═════ GIVEN DATA ═════

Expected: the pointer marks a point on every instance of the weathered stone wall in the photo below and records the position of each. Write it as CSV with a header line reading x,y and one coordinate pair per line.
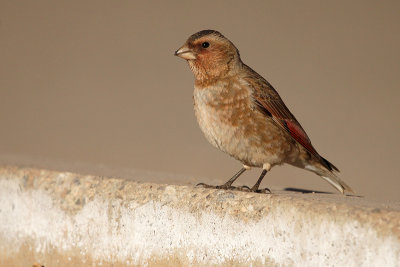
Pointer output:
x,y
64,219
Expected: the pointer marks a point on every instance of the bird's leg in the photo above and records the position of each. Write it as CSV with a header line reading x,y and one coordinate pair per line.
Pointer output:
x,y
257,184
227,185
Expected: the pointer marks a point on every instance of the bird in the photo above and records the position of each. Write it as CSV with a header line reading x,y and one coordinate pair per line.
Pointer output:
x,y
241,114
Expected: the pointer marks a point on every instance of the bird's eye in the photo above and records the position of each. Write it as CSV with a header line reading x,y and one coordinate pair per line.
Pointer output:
x,y
205,44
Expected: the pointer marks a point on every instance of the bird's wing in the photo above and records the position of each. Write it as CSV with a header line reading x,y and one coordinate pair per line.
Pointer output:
x,y
270,103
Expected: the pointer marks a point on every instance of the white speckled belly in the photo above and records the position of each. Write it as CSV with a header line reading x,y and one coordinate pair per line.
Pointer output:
x,y
210,123
252,140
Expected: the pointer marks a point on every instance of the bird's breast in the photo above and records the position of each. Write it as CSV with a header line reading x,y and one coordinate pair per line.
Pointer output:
x,y
230,122
221,111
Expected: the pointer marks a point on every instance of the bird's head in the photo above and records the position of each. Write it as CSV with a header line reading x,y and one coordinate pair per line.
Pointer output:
x,y
210,55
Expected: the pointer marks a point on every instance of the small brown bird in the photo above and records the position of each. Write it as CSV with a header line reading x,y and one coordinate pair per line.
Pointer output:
x,y
241,114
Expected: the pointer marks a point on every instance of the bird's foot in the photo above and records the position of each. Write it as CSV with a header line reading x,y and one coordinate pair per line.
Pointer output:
x,y
245,188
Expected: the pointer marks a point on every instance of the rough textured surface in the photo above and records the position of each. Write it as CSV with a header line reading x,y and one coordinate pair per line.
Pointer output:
x,y
59,219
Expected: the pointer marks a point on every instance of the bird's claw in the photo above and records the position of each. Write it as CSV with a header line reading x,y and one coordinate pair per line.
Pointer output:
x,y
262,191
224,186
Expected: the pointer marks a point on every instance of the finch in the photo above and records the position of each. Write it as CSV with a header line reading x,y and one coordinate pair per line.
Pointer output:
x,y
241,113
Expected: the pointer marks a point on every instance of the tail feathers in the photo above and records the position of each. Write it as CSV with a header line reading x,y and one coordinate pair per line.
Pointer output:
x,y
329,165
338,184
328,171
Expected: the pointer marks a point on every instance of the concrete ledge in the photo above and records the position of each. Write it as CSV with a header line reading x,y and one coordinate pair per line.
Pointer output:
x,y
65,219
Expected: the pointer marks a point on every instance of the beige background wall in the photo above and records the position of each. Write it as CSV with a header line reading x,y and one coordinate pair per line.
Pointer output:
x,y
96,83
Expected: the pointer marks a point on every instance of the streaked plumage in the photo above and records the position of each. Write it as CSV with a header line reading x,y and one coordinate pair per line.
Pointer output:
x,y
241,114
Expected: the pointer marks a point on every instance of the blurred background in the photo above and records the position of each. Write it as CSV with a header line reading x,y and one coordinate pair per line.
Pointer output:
x,y
93,86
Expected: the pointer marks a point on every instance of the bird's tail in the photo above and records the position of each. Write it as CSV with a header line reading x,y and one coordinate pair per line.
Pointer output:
x,y
329,173
338,183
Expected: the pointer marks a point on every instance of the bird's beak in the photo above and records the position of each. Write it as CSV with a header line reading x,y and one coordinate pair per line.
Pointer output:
x,y
185,53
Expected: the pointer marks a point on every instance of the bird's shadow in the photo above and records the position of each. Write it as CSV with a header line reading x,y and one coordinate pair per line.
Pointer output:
x,y
304,191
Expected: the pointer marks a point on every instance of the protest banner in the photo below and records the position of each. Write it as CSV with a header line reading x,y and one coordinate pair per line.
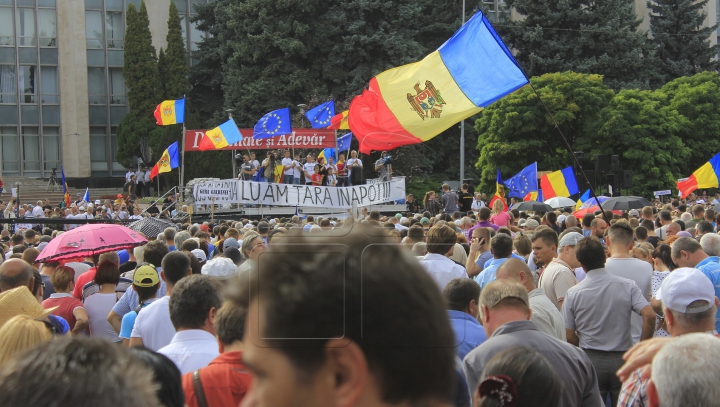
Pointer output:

═════

Repeat every record above exactly, but leave out any pictures.

COMPLETE OUTPUT:
Expected: the pointer marks a point on every instance of the weathered stone wall in the photo below and records the position of each. Write it as CSV with a header line reading x,y and one coordinate pair per line.
Pointer output:
x,y
64,219
Expected: the pointer marks a point on every instance of the bird's leg in the photo above and records the position of each. Write it as CSV with a header line reading x,y and one coordinate pair per line.
Pointer output:
x,y
257,184
227,185
Expected: the pointer marks a point on every instance of the bird in the photo above and records the position of each. Write it as CSV with a header line reading x,y and one coordinate pair per line.
Pointer output:
x,y
241,114
Expected: the pointer marks a point on every instance of the bird's eye in the photo above and records the position of each. Write it as CSV with a header line reading x,y and one coordinate pair per line.
Pointer output:
x,y
205,44
Expected: the pointer marks a point on every instance of the bird's wing in the photo above and records the position of each. Write it as CSV with a header line reading x,y and one coordinate pair per line.
Pointer output:
x,y
270,103
Expected: the pointer marks a point on every instance of the white speckled belly in the photo above and records the position of each. Write it as CSV with a header line reading x,y and one coordinate pair per line.
Pointer output:
x,y
210,123
252,140
Expected: the pointer marks a point on every instance of the bird's breast in the photo above and records the position of each. Write it as CSV with a header line reading x,y and one coordinate pair per line.
Pointer output:
x,y
230,122
221,111
Expected: the pointer marks a point on every instance of the bird's head in the photo above and records the position of each. Write it as CSV with a header line reading x,y and one coordinate pair per line.
Pointer output:
x,y
210,55
Expected: the pointer marks a point on every instance of the small brown bird in the photo above and records the position of each. Write it as CSV with a header line reading x,y and one coordinate pair per line.
Pointer output:
x,y
241,114
Expected: the pointer marks a point on every instance of the bird's foot in the photo above and records the position of each. Write it as CSV with a header line reading x,y and one coordinate pair per line.
Pointer output:
x,y
245,188
Expected: the pointer marks a point on every instance of the rough textured surface in the photo above and records the position of each. Write it as CSV with a header line reading x,y and one coordinate pair per line.
Pointer output:
x,y
59,219
Expected: the pointer marks a point on every instance of the bird's claw in the photo above and records the position of each. Write it as CSV with a header line reading x,y and one coordinate pair per line.
Pointer output:
x,y
262,191
224,186
Expected: the pointer marks a point on every instance of the finch in the photo above and records the position of each. Write it as CSV with a header line reading x,y and one coordinate pair per line.
Pointer output:
x,y
241,113
Expected: the pointer marks a point on every instance of the tail feathers in the photo above and records the position of each. Write it as CSV with a header line reading x,y and one coordinate pair per line.
Pointer output:
x,y
329,165
338,184
328,171
Expected: the pointer marks a point on every instance of the concrete ledge in the photo above and records the position of each. Write it as CSV with a header line reading x,y and one coordinate pair per line.
Pointer output:
x,y
65,219
Expected: the pointer marks a point on every instance of the beige background wall in the photo above and records the position of each. Write it as CSV with a header line reading x,y and one coordinate pair per line.
Pointer output:
x,y
96,83
Expected: the pointer marks a point on every instance of the streaked plumage in the photo above and records the position of each. Write it as CSV with a header line reading x,y and one coordinate pair per line.
Pointer output:
x,y
241,114
Expected: the pointer marks a point on every instance of the blurred background in the photo above and records the position of each. Write it as CSV with a header line reading x,y and one coordinate pair per line.
Pointer output:
x,y
93,86
Expected: the pointer marks a point on every instance of the bird's tail in the photo above and records the position of each. Write it as CSV with a header line reading x,y and one coordinate pair per line.
Pointer output:
x,y
329,173
338,183
Expected: the pointer marks a point on every instance of the bird's beak in the photo above and records the position of each. Write it as CSV with a header line reading x,y and one coordinate pair per line.
Pointer output:
x,y
185,53
Expected: the pointer marks a point on every instance of the bird's shadow in the photo above and records the position of each. Write it as CSV with a header line reading x,y and one coordinate pair per line.
Pointer output:
x,y
304,191
Expected: the pointer marks a point on every instance of the protest banner in the photo below and records the position of each. Write it as CSV with a header line reading x,y and one coordinate pair per line.
Pointer output:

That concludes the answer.